Collect every line in the items below that contains the string "stone", matching its case exactly.

** START Rows **

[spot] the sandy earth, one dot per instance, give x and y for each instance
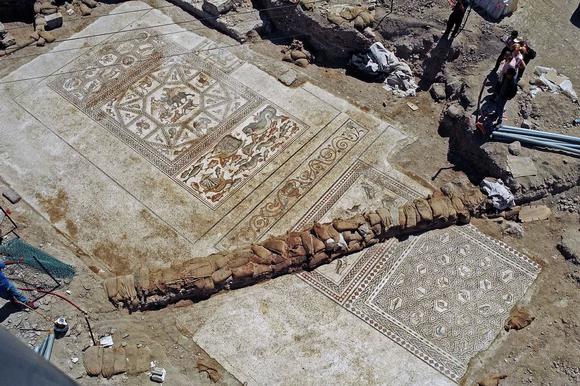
(545, 353)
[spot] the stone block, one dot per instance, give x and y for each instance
(437, 92)
(351, 235)
(534, 213)
(264, 255)
(288, 77)
(53, 21)
(262, 270)
(424, 210)
(237, 261)
(276, 245)
(402, 217)
(221, 275)
(345, 225)
(307, 242)
(11, 195)
(242, 272)
(318, 259)
(410, 215)
(46, 36)
(7, 41)
(217, 7)
(318, 245)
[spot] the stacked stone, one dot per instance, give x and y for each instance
(106, 362)
(306, 249)
(6, 38)
(297, 54)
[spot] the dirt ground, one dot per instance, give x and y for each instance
(545, 353)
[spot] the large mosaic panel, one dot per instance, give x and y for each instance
(443, 295)
(182, 112)
(293, 188)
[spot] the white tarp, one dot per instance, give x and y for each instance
(496, 8)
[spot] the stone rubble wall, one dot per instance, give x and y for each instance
(200, 277)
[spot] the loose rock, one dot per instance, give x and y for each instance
(569, 245)
(288, 77)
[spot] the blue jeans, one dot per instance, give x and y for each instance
(10, 293)
(499, 108)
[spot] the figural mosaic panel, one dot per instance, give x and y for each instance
(443, 295)
(182, 112)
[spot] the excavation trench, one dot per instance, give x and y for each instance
(200, 277)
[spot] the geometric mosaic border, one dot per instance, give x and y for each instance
(442, 295)
(121, 65)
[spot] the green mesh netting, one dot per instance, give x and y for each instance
(17, 248)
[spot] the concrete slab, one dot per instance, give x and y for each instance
(442, 296)
(155, 144)
(178, 121)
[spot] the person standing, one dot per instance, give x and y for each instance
(514, 61)
(8, 291)
(509, 42)
(528, 53)
(455, 19)
(507, 90)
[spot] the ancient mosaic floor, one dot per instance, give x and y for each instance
(157, 144)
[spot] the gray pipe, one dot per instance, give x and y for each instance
(537, 142)
(546, 140)
(49, 343)
(40, 349)
(544, 134)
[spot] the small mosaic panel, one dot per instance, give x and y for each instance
(360, 183)
(182, 112)
(443, 295)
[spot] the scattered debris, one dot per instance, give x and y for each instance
(297, 54)
(496, 9)
(53, 21)
(111, 361)
(381, 64)
(518, 319)
(568, 143)
(500, 195)
(158, 374)
(437, 92)
(548, 79)
(6, 39)
(512, 228)
(106, 341)
(569, 245)
(492, 380)
(521, 166)
(210, 366)
(534, 213)
(515, 148)
(288, 77)
(11, 195)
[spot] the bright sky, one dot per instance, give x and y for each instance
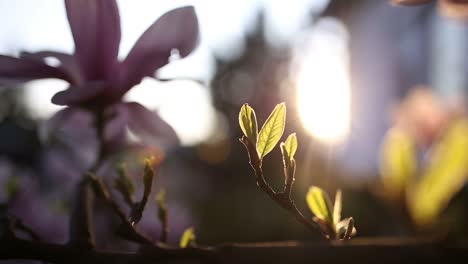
(37, 25)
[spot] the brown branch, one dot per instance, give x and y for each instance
(415, 250)
(19, 225)
(127, 230)
(283, 199)
(16, 248)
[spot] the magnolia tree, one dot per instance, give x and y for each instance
(98, 80)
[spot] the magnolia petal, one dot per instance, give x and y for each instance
(116, 123)
(79, 95)
(95, 26)
(49, 126)
(19, 69)
(176, 29)
(66, 63)
(149, 126)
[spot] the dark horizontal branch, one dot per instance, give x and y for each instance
(358, 250)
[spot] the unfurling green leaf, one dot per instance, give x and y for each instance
(148, 176)
(345, 228)
(446, 175)
(188, 238)
(291, 145)
(272, 130)
(248, 123)
(162, 207)
(162, 214)
(337, 207)
(398, 162)
(289, 168)
(320, 204)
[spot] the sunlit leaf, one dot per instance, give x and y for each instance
(346, 229)
(272, 130)
(445, 176)
(337, 207)
(148, 176)
(291, 145)
(320, 204)
(398, 162)
(188, 237)
(248, 123)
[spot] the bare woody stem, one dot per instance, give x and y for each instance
(81, 218)
(283, 199)
(127, 230)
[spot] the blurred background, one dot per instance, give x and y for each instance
(342, 67)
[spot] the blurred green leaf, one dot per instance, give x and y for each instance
(290, 145)
(345, 228)
(445, 176)
(248, 123)
(398, 162)
(320, 204)
(272, 130)
(337, 207)
(148, 176)
(188, 237)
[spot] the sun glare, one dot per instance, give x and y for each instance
(323, 86)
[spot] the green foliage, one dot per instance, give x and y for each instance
(162, 207)
(444, 175)
(248, 123)
(290, 145)
(11, 186)
(188, 238)
(331, 224)
(272, 130)
(327, 218)
(398, 162)
(319, 204)
(337, 207)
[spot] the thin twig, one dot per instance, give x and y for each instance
(283, 199)
(127, 230)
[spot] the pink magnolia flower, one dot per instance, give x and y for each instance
(97, 78)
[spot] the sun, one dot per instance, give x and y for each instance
(323, 90)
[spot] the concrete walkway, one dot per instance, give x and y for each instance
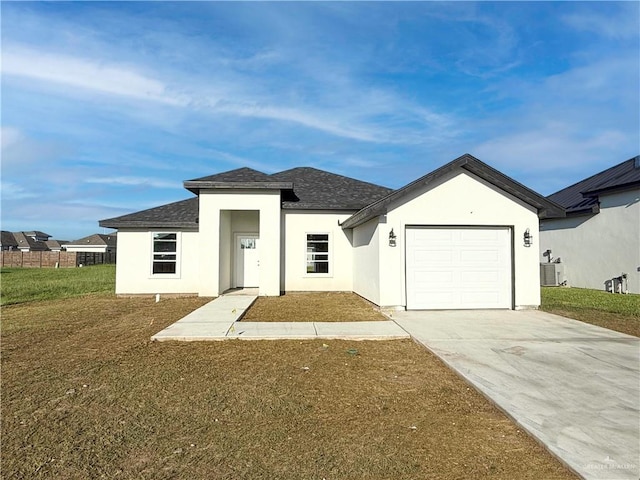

** END Rows **

[The solution]
[spot] the stone block, one dot per instance, give x and y for each instance
[spot] the stacked stone, one dot per instance, give x and y for each instance
[spot] the stone rubble wall, one dot per instance, give x and y for each instance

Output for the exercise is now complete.